---------- Extrait ----------

3.3 États-Unis : accélération et croissance auto-entretenue

D’abord, le risque-pays américain a diminué : d’une part, le déficit public a atteint 4.0% ce qui correspond à une amélioration de près de 6 points en trois ans et demi ; d’autre part, la production de pétrole est désormais supérieure aux importations, contribuant ainsi fortement à la réduction du déficit extérieur global. Au surplus, tous les «moteurs» de la croissance devrait être au « vert » cette année. En particulier une moindre contrainte fiscale (qui pèsera trois à quatre fois moins en 2014, autour de 0.5% du PIB contre 1.5%-2.0% en 2013), la poursuite de l’amélioration du marché de l’emploi et le « coussin » provenant de la valorisation du patrimoine devraient soutenir la demande des ménages (la croissance trimestrielle de la consommation devrait tendre vers +3.0% contre +2.0% actuellement).

3.4 Zone euro : soutien de l’externe, mais pas de relais domestiques

La Zone euro devrait bénéficier du rebond du commerce international via le jeu des exportations. Au- delà, les ressorts de la croissance domestiques sont durablement affectés : le climat des affaires reste très déprimé dans le secteur de la construction et devrait le rester jusqu’à 2015 eu égard la durée des cycles dans ce secteur, le revenu disponible réel des ménages reste trop faible pour que les ménages consomment ou se ré-endettent. S’agissant des risques d’inflation, la Zone euro n’est pas encore sous la menace d’un processus déflationniste tant que la baisse de l’inflation n’affecte pas les anticipations des agents. C’est pourquoi, la vigilance devra être accrue cette année sur l’évolution des anticipations d’inflations (point-morts des obligations indexées, perception de prix dans les enquête auprès des ménages, prévisions de long terme des économistes, …).

3.5 Japon : objectif d’inflation non atteint

« L’Abenomics » est donc loin d’avoir réussi pour le moment : la baisse des prix de l’immobilier n’est pas encore stabilisée, le multiplicateur de crédit ne repart toujours pas, et les salaires ne se sont pas encore suffisamment revalorisés. Pour autant, les investisseurs pourraient encore laisser le bénéfice du doute au Japon, d’autant plus que la BoJ sera incitée à être encore plus agressivement accommodante.

3.6 Pays émergents : l’hétérogénéité croissante.

Ces pays ne peuvent définitivement pas être considérés comme une zone homogène, puisqu’ils se partagent d’un côté entre des pays « affectés » (à savoir, ceux que leurs déséquilibres contraignent à resserrer leur taux pour réduire l’inflation, tel que le Brésil, l’Indonésie et la Turquie), et des pays plus « protégés » (ceux qui peuvent être contra-cycliques donc avoir des taux directeurs bas tel que le Mexique, la Corée et le Chili). En Chine, la croissance ralentit, mais se rééquilibre. Les autorités ont mis l’accent sur la maîtrise de la dette, la limitation de l’investissement dans les secteurs en surcapacités, les réformes de l’économie (mobilité du travail, fongibilité des droits sociaux, urbanisation soutenable, baisse des subventions, …). Au total, nous pensons que la croissance de la Chine va converger vers 7.0%. La matérialisation d’un risque financier est possible eu égard les excès du passé, mais nous continuons de soutenir que la Chine a les moyens de faire face à d’éventuelles restructurations financières.

---------- Données de travail ----------

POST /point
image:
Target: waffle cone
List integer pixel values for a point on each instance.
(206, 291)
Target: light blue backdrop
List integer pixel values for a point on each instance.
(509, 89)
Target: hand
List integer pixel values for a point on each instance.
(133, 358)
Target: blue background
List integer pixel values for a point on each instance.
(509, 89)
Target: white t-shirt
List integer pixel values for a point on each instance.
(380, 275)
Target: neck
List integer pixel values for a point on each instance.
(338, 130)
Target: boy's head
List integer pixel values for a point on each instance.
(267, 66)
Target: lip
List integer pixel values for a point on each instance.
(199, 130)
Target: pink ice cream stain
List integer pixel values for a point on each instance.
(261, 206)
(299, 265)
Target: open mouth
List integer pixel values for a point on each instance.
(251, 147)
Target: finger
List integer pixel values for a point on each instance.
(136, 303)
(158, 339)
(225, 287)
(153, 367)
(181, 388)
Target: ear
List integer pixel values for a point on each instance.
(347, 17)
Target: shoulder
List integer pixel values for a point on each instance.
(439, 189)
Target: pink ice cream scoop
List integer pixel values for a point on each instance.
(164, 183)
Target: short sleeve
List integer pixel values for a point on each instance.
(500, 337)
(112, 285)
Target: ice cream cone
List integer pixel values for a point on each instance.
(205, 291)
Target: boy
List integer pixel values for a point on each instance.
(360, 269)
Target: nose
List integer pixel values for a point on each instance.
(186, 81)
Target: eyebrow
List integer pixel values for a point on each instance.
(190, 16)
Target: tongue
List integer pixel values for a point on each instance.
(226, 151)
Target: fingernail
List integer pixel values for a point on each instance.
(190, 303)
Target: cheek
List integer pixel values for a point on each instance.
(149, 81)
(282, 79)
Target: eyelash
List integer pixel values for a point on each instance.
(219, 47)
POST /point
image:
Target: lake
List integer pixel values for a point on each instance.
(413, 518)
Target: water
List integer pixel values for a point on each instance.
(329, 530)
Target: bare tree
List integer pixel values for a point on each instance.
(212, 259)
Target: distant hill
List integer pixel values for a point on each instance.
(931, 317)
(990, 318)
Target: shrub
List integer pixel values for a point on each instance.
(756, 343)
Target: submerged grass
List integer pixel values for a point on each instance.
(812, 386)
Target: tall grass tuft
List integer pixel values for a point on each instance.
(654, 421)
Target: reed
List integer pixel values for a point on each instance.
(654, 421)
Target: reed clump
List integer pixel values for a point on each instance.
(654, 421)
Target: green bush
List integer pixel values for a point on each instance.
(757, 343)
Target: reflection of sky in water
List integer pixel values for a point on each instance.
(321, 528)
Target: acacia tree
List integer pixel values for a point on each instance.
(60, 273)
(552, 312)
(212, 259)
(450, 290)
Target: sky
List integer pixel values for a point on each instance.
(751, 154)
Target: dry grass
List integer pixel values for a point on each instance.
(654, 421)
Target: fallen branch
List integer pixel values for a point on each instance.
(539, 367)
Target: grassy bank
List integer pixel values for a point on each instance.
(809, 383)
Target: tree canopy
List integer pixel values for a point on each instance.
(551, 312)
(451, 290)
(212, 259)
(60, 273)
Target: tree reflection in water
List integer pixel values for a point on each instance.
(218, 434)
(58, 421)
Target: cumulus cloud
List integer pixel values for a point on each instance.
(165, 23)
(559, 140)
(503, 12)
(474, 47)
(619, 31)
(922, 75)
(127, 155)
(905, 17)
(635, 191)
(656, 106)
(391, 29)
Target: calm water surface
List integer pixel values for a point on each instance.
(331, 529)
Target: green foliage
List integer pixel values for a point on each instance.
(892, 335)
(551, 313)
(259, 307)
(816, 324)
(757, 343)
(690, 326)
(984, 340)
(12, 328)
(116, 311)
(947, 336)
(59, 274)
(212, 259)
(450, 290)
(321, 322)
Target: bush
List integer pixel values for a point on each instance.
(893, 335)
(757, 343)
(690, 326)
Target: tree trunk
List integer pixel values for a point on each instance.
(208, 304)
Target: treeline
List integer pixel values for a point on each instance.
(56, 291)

----------

▸ Série d'exercices:
[a] Veuillez recopier à l'identique le passage de l'extrait qui va de « La Zone euro devrait » jusqu'à « des économistes, …). ».
[b] Convertissez en liste JSON de chaînes, une chaîne par ligne et sans les lignes vides, les lignes du jeu de données qui vont de celle contenant « Target: green foliage » jusqu'à la dernière, les deux bornes comprises.

▸ Exercices corrigés:
[a]
La Zone euro devrait bénéficier du rebond du commerce international via le jeu des exportations. Au- delà, les ressorts de la croissance domestiques sont durablement affectés : le climat des affaires reste très déprimé dans le secteur de la construction et devrait le rester jusqu’à 2015 eu égard la durée des cycles dans ce secteur, le revenu disponible réel des ménages reste trop faible pour que les ménages consomment ou se ré-endettent. S’agissant des risques d’inflation, la Zone euro n’est pas encore sous la menace d’un processus déflationniste tant que la baisse de l’inflation n’affecte pas les anticipations des agents. C’est pourquoi, la vigilance devra être accrue cette année sur l’évolution des anticipations d’inflations (point-morts des obligations indexées, perception de prix dans les enquête auprès des ménages, prévisions de long terme des économistes, …).

[b]
[
  "Target: green foliage",
  "List integer pixel values for a point on each instance.",
  "(892, 335)",
  "(551, 313)",
  "(259, 307)",
  "(816, 324)",
  "(757, 343)",
  "(690, 326)",
  "(984, 340)",
  "(12, 328)",
  "(116, 311)",
  "(947, 336)",
  "(59, 274)",
  "(212, 259)",
  "(450, 290)",
  "(321, 322)",
  "Target: bush",
  "List integer pixel values for a point on each instance.",
  "(893, 335)",
  "(757, 343)",
  "(690, 326)",
  "Target: tree trunk",
  "List integer pixel values for a point on each instance.",
  "(208, 304)",
  "Target: treeline",
  "List integer pixel values for a point on each instance.",
  "(56, 291)"
]